In the Manusmriti verse 9.77 page, how long is the husband told to bear with a hating wife?

### Document segment
+ + + + + + +
Manusmriti with the Commentary of Medhatithi

by Ganganatha Jha | 1920 | 1,381,940 words | ISBN-10: 8120811550

This is the English translation of the Manusmriti, which is a collection of Sanskrit verses dealing with ‘Dharma’, a collective name for human purpose, their duties and the law. Various topics will be dealt with, but this volume of the series includes 12 discourses (adhyaya). The commentary on this text by Medhatithi elaborately explains various t...

Verse 9.77 [The Recalcitrant Wife: Supersession, Divorce]

Sanskrit text, Unicode transliteration and English translation by Ganganath Jha:

संवत्सरं प्रतीक्षेत द्विषन्तीं योषितं पतिः ।
ऊर्ध्वं संवत्सरात् त्वेनां दायं हृत्वा न संवसेत् ॥ ७७ ॥

saṃvatsaraṃ pratīkṣeta dviṣantīṃ yoṣitaṃ patiḥ |
ūrdhvaṃ saṃvatsarāt tvenāṃ dāyaṃ hṛtvā na saṃvaset || 77 ||

For one year the husband shall bear with a hating wife; after the year he shall wrest her property and cease to co-habit with her.—(77)


Medhātithi’s commentary (manubhāṣya):

Hating’—she who hates her husband.

The meaning of the verse is that he shall not turn her out of the house. Though the use of the root ‘vas’ with ‘sam’ is not compatible with the Accusative ending in ‘enam’; and ‘samvaset’, ‘co-habit’, would stand for ‘samvāsayet’, ‘allowed to live with him yet it should be taken to mean ‘chiding’. Even in the case of grievious sins, the woman is not to be turned away, since it has been laid down that ‘she is to be kept imprisoned in one room’; similarly, in the case of expiatory rites in connection with such sins. The confiscation of her property also is for the purpose of bringing her to her senses; and it does not mean absolute taking away of all her belongings.—(77)
+ + + + + + +
Entries from a pointing dataset

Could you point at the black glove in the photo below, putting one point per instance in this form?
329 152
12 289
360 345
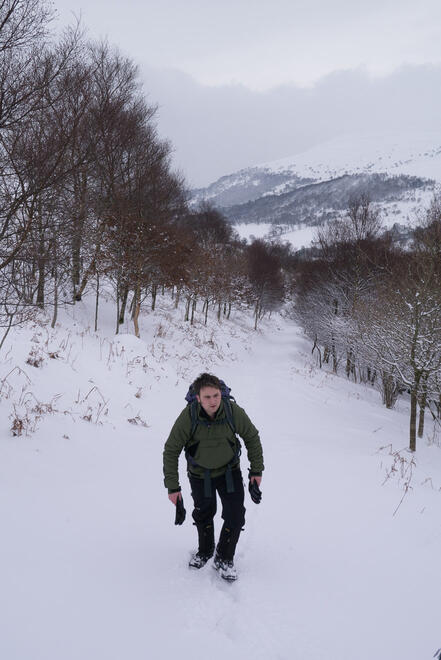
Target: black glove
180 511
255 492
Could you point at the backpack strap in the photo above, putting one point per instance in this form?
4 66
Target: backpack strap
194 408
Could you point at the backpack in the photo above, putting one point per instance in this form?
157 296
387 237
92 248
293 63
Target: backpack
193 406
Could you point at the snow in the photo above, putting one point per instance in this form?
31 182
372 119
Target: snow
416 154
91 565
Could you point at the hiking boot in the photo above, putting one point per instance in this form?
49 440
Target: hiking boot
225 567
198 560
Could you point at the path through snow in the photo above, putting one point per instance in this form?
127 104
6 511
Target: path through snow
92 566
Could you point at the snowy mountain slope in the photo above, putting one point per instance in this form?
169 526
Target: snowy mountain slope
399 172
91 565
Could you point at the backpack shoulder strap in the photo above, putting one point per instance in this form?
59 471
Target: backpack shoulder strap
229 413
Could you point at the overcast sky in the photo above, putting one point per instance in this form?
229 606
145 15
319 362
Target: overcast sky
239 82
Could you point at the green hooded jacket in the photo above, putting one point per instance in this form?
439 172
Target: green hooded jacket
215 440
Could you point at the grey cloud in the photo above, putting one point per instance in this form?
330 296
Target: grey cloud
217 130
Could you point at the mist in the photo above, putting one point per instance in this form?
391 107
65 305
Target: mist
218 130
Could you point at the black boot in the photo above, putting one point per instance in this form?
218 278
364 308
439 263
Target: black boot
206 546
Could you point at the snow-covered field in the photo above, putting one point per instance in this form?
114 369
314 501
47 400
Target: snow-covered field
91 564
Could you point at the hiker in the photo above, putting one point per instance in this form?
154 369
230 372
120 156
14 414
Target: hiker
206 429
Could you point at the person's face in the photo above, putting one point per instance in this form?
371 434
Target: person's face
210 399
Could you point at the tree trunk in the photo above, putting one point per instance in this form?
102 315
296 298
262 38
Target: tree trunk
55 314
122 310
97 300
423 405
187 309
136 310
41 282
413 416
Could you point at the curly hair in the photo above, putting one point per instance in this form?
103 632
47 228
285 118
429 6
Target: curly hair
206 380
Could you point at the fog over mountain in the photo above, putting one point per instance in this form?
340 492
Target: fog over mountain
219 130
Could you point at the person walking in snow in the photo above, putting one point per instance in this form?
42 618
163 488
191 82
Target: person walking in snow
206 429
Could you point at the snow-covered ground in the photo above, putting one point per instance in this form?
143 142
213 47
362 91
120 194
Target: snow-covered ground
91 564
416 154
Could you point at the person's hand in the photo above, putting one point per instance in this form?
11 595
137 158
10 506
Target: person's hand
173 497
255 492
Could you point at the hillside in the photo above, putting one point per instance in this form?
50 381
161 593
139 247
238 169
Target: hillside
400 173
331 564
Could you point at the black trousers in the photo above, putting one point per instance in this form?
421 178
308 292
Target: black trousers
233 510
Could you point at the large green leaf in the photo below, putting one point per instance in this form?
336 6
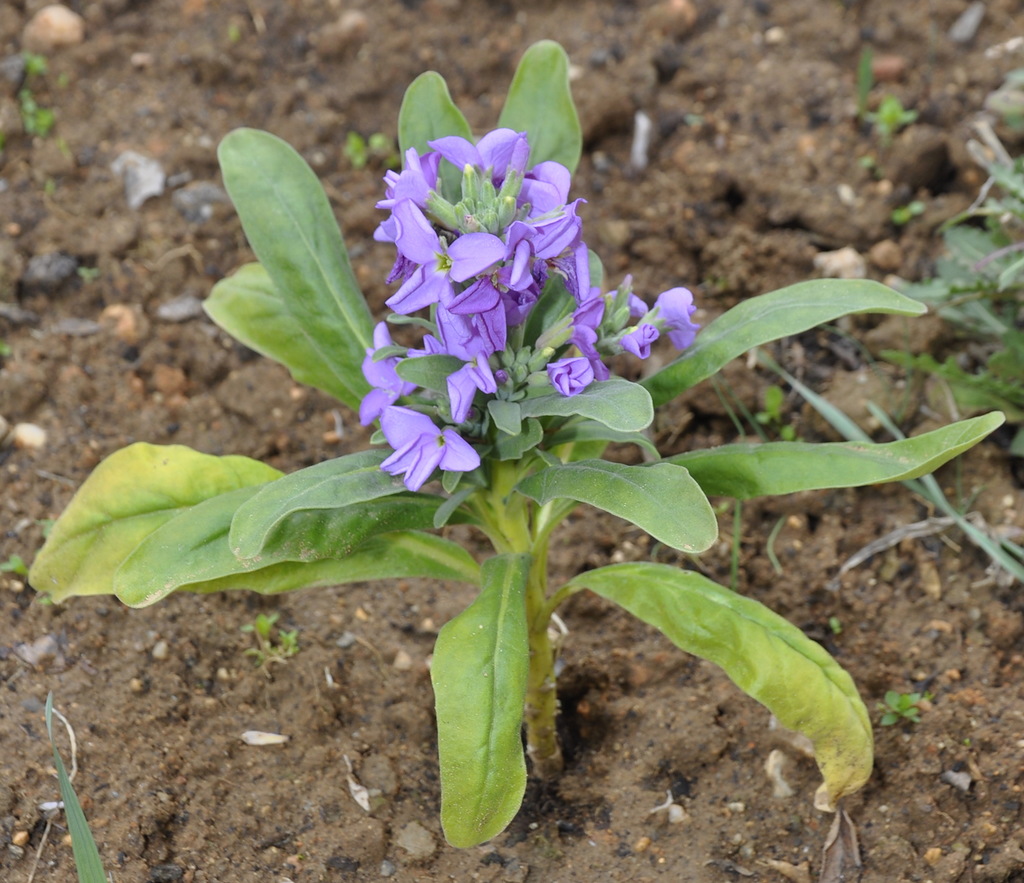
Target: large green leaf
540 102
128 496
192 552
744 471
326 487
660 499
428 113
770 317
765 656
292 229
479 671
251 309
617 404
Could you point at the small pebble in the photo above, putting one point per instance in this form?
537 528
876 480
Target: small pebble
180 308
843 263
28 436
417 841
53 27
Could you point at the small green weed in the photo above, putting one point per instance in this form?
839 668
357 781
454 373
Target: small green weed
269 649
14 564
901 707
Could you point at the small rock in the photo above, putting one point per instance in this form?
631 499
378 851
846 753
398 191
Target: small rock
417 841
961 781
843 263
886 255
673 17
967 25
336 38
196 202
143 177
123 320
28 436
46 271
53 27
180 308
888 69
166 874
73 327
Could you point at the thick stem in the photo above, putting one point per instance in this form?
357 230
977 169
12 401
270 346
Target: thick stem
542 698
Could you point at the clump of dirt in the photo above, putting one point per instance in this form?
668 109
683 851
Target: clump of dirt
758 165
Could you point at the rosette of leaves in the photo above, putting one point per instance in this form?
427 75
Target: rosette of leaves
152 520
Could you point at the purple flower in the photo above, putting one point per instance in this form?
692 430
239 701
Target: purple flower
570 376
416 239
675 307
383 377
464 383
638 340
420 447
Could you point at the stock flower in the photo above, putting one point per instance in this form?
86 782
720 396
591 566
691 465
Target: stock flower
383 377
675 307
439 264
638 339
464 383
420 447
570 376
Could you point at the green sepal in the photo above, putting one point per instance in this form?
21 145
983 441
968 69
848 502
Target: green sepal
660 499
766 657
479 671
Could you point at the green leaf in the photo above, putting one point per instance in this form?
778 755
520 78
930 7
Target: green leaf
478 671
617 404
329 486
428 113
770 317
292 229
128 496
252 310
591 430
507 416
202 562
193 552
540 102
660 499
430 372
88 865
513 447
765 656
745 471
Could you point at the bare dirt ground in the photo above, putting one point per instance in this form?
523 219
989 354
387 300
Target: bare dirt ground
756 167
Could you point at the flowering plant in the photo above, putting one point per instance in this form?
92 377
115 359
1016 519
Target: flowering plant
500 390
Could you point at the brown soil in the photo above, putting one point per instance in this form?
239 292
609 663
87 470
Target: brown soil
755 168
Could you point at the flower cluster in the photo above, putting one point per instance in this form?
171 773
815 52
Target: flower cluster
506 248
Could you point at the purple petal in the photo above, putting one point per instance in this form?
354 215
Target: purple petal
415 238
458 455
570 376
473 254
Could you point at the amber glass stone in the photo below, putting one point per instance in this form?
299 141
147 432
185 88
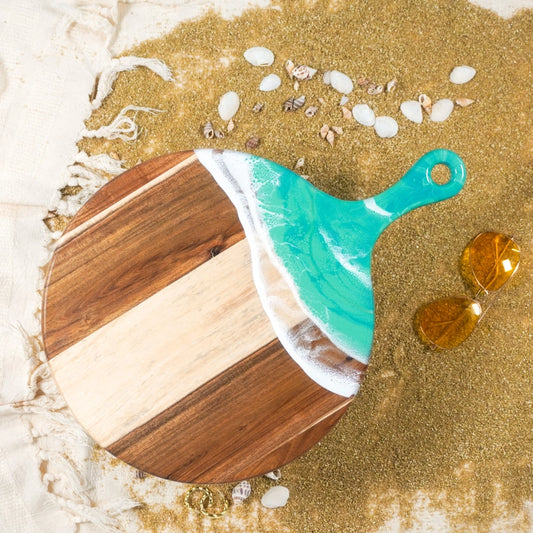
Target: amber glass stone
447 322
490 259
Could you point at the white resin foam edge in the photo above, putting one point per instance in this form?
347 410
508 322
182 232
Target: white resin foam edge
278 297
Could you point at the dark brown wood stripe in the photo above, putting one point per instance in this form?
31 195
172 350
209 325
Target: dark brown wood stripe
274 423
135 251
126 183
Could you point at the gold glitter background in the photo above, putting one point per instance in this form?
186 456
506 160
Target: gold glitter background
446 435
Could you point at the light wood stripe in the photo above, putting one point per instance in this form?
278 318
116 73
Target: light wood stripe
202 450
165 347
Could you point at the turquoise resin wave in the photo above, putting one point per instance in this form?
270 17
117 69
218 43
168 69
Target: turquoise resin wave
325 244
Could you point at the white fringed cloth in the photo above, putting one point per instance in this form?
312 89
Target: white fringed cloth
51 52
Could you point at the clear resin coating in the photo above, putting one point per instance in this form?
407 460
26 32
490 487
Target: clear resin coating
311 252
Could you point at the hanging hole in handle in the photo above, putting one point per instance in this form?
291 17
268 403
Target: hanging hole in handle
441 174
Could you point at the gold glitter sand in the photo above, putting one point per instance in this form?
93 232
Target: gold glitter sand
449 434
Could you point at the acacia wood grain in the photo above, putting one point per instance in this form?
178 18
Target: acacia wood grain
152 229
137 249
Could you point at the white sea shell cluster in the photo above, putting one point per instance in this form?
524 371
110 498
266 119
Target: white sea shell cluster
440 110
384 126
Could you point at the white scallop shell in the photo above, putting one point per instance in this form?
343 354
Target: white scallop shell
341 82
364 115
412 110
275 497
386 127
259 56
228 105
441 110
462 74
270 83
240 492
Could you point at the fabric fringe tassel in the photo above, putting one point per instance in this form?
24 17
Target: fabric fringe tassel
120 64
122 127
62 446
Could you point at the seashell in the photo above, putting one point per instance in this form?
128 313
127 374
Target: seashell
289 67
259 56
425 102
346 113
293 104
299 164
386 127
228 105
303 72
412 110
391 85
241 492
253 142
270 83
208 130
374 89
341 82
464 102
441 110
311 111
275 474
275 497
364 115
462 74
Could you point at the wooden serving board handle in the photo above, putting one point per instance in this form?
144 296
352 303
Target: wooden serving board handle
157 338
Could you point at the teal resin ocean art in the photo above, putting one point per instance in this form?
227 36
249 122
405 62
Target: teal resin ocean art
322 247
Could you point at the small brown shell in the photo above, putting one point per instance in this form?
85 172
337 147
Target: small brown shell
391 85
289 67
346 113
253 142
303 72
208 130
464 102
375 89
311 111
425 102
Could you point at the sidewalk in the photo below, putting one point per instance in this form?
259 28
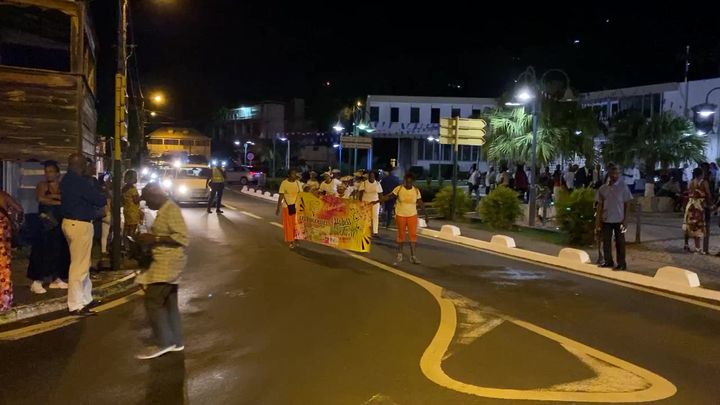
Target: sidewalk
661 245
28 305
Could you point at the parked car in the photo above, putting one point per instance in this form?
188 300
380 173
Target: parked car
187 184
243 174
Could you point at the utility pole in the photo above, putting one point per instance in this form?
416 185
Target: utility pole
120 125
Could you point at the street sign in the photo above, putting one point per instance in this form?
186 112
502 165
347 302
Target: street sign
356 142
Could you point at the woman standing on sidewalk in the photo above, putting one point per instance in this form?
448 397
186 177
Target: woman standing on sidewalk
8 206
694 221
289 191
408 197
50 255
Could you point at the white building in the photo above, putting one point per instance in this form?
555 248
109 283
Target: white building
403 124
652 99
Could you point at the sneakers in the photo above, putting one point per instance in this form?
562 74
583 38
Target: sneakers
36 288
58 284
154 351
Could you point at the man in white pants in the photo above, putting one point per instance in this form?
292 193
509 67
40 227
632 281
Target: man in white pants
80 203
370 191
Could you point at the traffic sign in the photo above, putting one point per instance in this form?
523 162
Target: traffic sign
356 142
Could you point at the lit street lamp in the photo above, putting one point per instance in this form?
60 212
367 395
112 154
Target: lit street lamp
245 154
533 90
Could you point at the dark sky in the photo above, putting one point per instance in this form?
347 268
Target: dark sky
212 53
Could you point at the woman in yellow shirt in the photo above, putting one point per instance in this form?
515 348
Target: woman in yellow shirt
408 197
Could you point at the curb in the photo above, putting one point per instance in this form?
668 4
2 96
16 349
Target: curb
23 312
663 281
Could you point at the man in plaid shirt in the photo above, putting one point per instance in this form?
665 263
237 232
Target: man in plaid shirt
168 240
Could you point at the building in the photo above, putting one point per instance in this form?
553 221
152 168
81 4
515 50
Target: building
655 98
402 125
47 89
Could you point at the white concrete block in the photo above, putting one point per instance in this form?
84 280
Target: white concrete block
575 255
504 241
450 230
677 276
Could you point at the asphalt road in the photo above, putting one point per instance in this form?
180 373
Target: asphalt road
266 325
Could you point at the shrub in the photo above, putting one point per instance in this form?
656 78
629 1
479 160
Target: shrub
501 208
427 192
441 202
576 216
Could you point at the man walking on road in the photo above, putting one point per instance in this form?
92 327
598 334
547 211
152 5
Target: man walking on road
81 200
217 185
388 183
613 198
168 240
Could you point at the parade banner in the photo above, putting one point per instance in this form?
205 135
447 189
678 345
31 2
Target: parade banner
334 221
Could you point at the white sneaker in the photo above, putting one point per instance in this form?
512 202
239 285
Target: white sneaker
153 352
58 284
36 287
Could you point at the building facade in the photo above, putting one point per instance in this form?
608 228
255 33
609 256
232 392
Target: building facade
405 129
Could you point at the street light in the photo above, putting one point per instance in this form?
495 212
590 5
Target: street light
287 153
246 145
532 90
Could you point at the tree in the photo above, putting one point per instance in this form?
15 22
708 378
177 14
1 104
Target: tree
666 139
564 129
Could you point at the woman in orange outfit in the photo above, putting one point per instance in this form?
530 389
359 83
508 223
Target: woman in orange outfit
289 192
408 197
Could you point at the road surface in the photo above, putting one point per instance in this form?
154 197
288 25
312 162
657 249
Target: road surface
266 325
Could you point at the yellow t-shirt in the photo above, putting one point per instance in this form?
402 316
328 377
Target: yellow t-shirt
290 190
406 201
+ + + + + + +
### Exercise output
One year.